### What is required
Reproduce exactly the lines from the one containing "Target: wooden post" through the last line of the data, both ends included.

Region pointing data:

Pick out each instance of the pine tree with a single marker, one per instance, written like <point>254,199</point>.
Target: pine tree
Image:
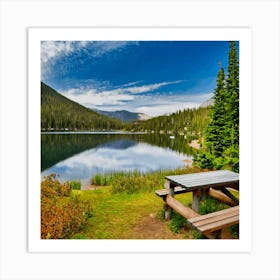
<point>221,149</point>
<point>232,98</point>
<point>214,135</point>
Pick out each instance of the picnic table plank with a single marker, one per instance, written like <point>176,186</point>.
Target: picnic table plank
<point>204,179</point>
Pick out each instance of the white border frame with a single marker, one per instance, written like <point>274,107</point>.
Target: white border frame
<point>243,35</point>
<point>262,16</point>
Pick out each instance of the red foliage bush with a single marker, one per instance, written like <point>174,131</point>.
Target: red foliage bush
<point>62,214</point>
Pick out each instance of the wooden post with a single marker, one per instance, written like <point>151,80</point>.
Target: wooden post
<point>196,200</point>
<point>198,195</point>
<point>168,209</point>
<point>222,197</point>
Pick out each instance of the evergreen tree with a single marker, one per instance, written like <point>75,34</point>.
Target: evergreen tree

### Written response
Target: wooden post
<point>196,200</point>
<point>198,195</point>
<point>168,209</point>
<point>222,197</point>
Pick out each instance of the evergreen tree with a single marker, one per instance, written like <point>75,34</point>.
Target: evergreen tree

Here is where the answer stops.